Data shown:
########
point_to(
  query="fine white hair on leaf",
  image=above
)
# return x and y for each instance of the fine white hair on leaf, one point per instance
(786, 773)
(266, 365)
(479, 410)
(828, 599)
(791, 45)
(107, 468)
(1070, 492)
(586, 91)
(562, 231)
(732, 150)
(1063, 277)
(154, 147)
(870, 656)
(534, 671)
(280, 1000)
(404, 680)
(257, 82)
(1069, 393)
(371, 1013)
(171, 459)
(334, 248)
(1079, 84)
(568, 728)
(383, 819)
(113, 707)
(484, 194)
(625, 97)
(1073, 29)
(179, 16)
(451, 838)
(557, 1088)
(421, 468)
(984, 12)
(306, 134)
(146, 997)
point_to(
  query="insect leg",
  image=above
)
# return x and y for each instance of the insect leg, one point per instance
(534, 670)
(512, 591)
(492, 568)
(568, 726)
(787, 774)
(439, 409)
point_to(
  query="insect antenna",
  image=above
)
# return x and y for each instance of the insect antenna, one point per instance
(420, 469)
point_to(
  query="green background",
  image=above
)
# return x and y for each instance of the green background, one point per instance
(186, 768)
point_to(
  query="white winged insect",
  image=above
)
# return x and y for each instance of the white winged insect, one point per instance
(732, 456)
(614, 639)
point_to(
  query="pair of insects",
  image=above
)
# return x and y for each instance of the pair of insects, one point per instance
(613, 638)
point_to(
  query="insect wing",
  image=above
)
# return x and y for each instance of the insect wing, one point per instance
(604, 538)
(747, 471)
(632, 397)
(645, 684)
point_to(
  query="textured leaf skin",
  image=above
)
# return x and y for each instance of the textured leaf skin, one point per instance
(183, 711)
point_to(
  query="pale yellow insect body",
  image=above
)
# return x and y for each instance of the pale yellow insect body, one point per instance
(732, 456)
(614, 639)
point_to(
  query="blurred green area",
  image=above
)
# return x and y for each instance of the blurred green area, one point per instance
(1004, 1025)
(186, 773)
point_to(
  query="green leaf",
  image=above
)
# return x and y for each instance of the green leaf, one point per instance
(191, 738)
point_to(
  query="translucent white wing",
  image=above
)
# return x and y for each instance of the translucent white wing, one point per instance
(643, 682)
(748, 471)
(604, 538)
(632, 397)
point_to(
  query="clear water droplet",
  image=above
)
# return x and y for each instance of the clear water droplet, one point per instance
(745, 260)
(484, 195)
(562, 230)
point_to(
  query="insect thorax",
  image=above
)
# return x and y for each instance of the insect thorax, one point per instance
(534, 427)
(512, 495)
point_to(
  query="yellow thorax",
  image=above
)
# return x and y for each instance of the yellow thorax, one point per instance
########
Direction:
Output the listing above word for word.

Response to this exercise:
point_to(
  query="fine white hair on leaf",
  image=above
)
# return x and y for each instance of the fine white hair on leaf, one point per instance
(786, 773)
(266, 365)
(479, 410)
(828, 599)
(791, 45)
(107, 468)
(1070, 492)
(586, 91)
(562, 231)
(732, 150)
(1063, 277)
(154, 147)
(870, 656)
(534, 671)
(280, 1000)
(404, 680)
(257, 82)
(1069, 393)
(371, 1013)
(171, 459)
(334, 248)
(1079, 84)
(568, 728)
(383, 819)
(113, 707)
(484, 194)
(625, 97)
(1073, 29)
(179, 16)
(451, 838)
(557, 1088)
(421, 468)
(984, 12)
(306, 134)
(146, 997)
point_to(
  query="insect leg",
  image=above
)
# return x and y for each instance of the insect leg, one point per instance
(534, 670)
(512, 591)
(492, 568)
(568, 726)
(787, 774)
(439, 409)
point_to(
  query="insect antenna",
  image=above
)
# return x and y for each instance of the insect antenna, one point per instance
(420, 469)
point_to(
  query="green background",
  image=above
)
# return x and y for each instance of the green background, one point per instance
(186, 768)
point_to(
  query="white winged insect",
  image=above
)
# return x and y for each instance of the white winged insect, one point per instance
(732, 456)
(614, 639)
point_to(
  query="pair of insects",
  image=above
)
# return x and y for each instance of the pair of insects, one point per instance
(613, 638)
point_to(
  query="insect wing",
  image=above
)
# return x and y for each instance of the insect wing, one point per instance
(604, 538)
(747, 471)
(632, 397)
(645, 684)
point_to(
  query="textured leaf skin",
  image=above
)
# return x and y for each instance of the textured leaf skin, one point per instance
(183, 711)
point_to(
  query="pale yellow insect body",
  image=above
)
# return x and y for each instance of the pale yellow insect body, one point per instance
(732, 456)
(614, 639)
point_to(
  query="blurred green area",
  image=above
)
# return x and y for each instance of the blurred green area, one point per instance
(1004, 1025)
(186, 773)
point_to(
  query="green leaf",
  image=above
)
# return x and y for each instance of the green leaf, one point per instance
(191, 738)
point_to(
  query="translucent white wing",
  image=above
)
# return x and y for each instance of the translucent white wing, one point per instance
(643, 682)
(748, 471)
(604, 538)
(632, 397)
point_to(
  query="clear water droplet",
  image=above
)
# return x and y for each instance of the clear water droplet, one point per instance
(745, 260)
(484, 195)
(562, 230)
point_to(
  query="insect thorax",
  image=above
)
# return x and y for each instance of the insect thorax, one point per instance
(534, 427)
(512, 495)
point_to(
  query="yellow thorax",
  image=above
)
# return x and y for each instance of the yellow thorax, one point per instance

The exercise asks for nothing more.